▶ _DATA SHOWN_:
┄┄┄┄┄┄┄┄┄┄┄┄┄┄┄┄┄┄┄┄

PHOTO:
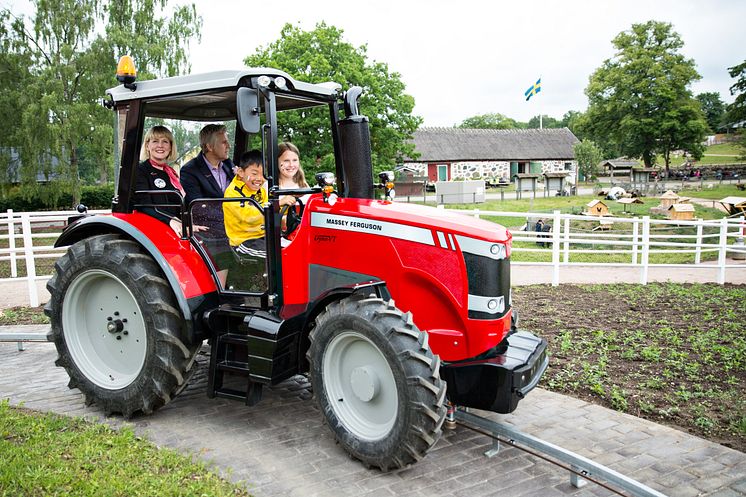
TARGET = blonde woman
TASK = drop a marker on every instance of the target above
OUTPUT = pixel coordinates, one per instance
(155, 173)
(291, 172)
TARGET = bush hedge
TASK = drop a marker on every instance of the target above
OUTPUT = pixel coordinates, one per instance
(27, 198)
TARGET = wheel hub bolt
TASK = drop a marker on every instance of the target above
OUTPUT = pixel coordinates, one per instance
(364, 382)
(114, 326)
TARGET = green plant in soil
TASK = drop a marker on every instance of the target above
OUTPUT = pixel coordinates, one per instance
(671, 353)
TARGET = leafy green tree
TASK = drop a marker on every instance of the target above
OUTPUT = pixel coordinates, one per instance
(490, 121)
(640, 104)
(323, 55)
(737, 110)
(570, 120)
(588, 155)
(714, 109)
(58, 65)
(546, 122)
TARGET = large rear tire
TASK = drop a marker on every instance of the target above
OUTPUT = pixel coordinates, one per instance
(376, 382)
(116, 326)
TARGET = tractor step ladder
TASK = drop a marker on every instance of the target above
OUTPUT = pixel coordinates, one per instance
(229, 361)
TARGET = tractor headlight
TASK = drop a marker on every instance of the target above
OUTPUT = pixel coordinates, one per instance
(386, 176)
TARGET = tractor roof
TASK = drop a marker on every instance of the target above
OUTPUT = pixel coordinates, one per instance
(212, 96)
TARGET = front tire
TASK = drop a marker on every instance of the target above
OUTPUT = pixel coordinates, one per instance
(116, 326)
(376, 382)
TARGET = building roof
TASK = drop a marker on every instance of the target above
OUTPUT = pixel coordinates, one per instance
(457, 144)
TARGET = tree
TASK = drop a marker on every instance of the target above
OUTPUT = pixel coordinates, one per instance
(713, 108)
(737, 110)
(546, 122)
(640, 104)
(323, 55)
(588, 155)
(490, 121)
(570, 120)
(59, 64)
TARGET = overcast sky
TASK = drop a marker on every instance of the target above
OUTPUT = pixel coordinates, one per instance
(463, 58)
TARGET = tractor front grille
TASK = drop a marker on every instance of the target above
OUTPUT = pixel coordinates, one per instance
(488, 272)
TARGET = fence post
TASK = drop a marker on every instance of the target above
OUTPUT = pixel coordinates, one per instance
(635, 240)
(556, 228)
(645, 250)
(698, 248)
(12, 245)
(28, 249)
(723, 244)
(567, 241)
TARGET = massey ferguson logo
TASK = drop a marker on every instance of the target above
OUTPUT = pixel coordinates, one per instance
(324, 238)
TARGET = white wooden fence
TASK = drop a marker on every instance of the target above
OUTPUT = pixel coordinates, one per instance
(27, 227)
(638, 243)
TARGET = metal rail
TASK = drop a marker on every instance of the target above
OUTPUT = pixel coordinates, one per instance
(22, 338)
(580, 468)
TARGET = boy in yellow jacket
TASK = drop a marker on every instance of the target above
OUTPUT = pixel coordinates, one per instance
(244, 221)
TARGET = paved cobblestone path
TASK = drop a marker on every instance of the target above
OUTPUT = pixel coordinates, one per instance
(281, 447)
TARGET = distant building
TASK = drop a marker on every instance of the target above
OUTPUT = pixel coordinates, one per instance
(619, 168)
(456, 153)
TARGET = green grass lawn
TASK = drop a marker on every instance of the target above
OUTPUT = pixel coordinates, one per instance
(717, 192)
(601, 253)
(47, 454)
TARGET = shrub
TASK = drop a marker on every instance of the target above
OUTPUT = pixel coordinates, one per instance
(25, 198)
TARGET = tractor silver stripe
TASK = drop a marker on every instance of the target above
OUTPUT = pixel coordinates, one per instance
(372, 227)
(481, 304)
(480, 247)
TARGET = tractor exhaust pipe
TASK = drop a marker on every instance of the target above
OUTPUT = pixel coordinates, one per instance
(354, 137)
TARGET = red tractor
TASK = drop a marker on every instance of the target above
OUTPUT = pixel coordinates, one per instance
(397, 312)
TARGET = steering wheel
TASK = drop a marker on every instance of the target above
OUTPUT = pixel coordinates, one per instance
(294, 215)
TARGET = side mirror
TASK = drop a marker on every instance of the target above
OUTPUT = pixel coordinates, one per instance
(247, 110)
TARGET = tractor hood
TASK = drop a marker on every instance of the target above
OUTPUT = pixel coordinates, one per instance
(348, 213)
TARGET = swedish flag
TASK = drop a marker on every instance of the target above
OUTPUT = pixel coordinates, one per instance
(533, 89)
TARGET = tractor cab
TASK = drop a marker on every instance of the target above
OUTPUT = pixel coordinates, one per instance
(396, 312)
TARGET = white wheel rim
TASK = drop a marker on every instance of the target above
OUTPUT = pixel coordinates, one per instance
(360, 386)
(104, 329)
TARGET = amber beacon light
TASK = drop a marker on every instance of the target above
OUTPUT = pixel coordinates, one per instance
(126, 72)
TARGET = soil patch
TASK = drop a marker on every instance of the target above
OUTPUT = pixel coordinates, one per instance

┄┄┄┄┄┄┄┄┄┄┄┄┄┄┄┄┄┄┄┄

Swap "drop a marker" for "place a pin" in the entries from the line that has "TARGET = amber beacon light" through the end of the entries, and give back only those lines with everything else left as it is.

▶ _ANSWER TO THE TASK_:
TARGET = amber beacon light
TASK = place a pin on every instance of the target above
OUTPUT = pixel coordinates, one per instance
(126, 72)
TARGET = soil patch
TASK = place a pin on every instance of the target above
OUTPUT = pixel coordinates, one per instance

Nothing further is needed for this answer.